▶ TASK OBJECTIVE
Transcribe the material verbatim in full; the pictures do not belong in the copy.
··········
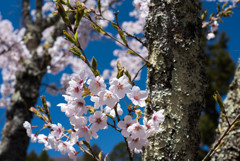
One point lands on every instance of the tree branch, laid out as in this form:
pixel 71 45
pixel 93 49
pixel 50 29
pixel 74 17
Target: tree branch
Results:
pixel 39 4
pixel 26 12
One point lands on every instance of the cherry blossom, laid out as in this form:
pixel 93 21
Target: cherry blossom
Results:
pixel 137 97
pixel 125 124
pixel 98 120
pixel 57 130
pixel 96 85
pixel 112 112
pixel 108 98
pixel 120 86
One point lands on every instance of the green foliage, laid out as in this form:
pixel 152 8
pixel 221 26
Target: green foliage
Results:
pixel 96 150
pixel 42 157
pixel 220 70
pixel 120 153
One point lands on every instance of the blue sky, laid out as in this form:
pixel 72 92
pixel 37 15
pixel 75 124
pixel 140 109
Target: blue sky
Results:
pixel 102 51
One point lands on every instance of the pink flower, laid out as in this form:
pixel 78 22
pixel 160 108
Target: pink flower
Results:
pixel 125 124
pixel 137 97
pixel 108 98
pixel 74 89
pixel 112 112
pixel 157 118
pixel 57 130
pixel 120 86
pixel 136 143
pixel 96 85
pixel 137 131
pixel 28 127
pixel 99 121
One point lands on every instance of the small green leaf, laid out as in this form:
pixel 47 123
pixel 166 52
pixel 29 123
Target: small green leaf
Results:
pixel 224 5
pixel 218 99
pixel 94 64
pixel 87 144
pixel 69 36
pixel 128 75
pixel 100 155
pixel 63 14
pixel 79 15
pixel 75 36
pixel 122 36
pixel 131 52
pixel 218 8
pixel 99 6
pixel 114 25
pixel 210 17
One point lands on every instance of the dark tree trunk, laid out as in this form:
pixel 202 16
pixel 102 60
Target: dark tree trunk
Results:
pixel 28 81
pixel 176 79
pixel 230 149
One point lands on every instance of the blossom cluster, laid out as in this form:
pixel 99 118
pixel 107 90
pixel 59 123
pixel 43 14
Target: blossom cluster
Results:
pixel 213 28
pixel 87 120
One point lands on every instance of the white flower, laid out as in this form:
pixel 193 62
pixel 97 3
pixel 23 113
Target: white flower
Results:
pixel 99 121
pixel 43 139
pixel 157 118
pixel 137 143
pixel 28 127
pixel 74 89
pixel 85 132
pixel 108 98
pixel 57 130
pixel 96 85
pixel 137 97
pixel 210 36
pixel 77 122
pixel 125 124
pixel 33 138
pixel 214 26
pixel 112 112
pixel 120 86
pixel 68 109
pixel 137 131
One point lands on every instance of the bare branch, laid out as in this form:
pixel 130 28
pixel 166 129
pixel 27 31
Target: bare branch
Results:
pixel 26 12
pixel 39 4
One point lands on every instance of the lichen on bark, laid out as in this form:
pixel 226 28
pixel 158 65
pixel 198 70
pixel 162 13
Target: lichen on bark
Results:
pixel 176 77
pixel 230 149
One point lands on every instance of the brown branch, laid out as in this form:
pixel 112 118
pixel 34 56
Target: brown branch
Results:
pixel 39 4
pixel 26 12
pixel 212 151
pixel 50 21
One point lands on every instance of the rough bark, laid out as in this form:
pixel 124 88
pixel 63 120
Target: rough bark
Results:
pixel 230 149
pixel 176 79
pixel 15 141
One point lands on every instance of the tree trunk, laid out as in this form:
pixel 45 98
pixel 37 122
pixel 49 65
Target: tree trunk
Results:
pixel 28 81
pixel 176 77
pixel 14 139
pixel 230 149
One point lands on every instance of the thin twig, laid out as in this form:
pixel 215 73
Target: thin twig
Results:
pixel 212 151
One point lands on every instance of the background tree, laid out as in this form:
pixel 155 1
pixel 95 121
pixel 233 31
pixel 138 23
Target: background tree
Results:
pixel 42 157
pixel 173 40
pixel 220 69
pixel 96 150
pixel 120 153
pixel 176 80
··········
▶ RESPONSE TO THIS EXERCISE
One point lands on every instance of the tree branch, laid out as in this form:
pixel 71 45
pixel 93 49
pixel 50 29
pixel 74 17
Target: tree branch
Results:
pixel 39 4
pixel 26 12
One point lands on every instance of the cherry blossom, laid out as in this form:
pixel 93 21
Target: cherry blossom
Results:
pixel 137 97
pixel 125 124
pixel 98 120
pixel 57 130
pixel 96 85
pixel 112 112
pixel 108 98
pixel 120 86
One point lands on every instance of the green foliage, laid out as in this form:
pixel 152 8
pixel 221 26
Target: green foliage
Results:
pixel 96 150
pixel 42 157
pixel 220 70
pixel 120 153
One point lands on every instance of the blue sky, laid out as in this form:
pixel 72 92
pixel 37 15
pixel 75 124
pixel 140 109
Target: blue sky
Results:
pixel 102 51
One point lands on every instance of the pink flower, laid out as in this form:
pixel 78 22
pixel 160 108
Target: pink flower
Results:
pixel 125 124
pixel 137 97
pixel 108 98
pixel 74 89
pixel 112 112
pixel 157 118
pixel 57 130
pixel 120 86
pixel 136 143
pixel 96 85
pixel 137 131
pixel 28 127
pixel 99 121
One point lands on every instance of the small green leaf, laid out as in this form:
pixel 47 123
pixel 166 52
pixel 29 123
Target: small green leaf
Results:
pixel 224 5
pixel 218 99
pixel 94 64
pixel 87 144
pixel 69 36
pixel 128 75
pixel 100 155
pixel 63 14
pixel 79 15
pixel 75 36
pixel 122 36
pixel 131 52
pixel 218 8
pixel 99 6
pixel 114 25
pixel 210 17
One point lands on every instance of the dark tree trunk, laid out as in this form:
pixel 202 16
pixel 102 60
Target: dark tree trunk
Results:
pixel 28 81
pixel 176 79
pixel 230 149
One point lands on every instance of the blossom cluster, laid out as in this form:
pixel 99 118
pixel 107 90
pixel 59 123
pixel 43 14
Target: blossom cluster
Results:
pixel 213 28
pixel 87 120
One point lands on every instance of the white flower, laid out as in this form:
pixel 193 62
pixel 97 3
pixel 23 113
Target: white flower
Results:
pixel 99 121
pixel 43 139
pixel 157 118
pixel 137 143
pixel 28 127
pixel 74 89
pixel 85 132
pixel 108 98
pixel 57 130
pixel 96 85
pixel 137 97
pixel 210 36
pixel 77 122
pixel 125 124
pixel 33 138
pixel 214 26
pixel 112 112
pixel 120 86
pixel 68 109
pixel 137 131
One point lands on every instance of the bare branch, laid out as in this form:
pixel 130 28
pixel 166 129
pixel 27 31
Target: bare branch
Results:
pixel 26 12
pixel 39 4
One point lands on every instance of the lichen on bark, laid out as in this form:
pixel 226 28
pixel 158 65
pixel 198 70
pixel 162 13
Target: lichen on bark
Results:
pixel 176 77
pixel 230 149
One point lands on every instance of the brown branch, laid out as in this form:
pixel 112 118
pixel 34 56
Target: brown branch
Results:
pixel 39 4
pixel 26 12
pixel 212 151
pixel 50 21
One point lands on every instance of the rough bark, laid out as in this form:
pixel 124 88
pixel 63 120
Target: rough bark
Results:
pixel 230 149
pixel 176 79
pixel 15 141
One point lands on every instance of the tree trunk, laid out as in this form:
pixel 45 98
pixel 37 122
pixel 49 65
Target: tree trunk
Results:
pixel 28 81
pixel 176 77
pixel 14 139
pixel 230 149
One point lands on every instance of the thin twig, laid out as in this form:
pixel 215 73
Target: thin twig
Results:
pixel 212 151
One point lands on every instance of the background tree, laid out as in this form:
pixel 155 1
pixel 95 121
pixel 233 31
pixel 138 23
Target: background tree
Results:
pixel 42 157
pixel 173 40
pixel 220 69
pixel 96 150
pixel 120 153
pixel 176 80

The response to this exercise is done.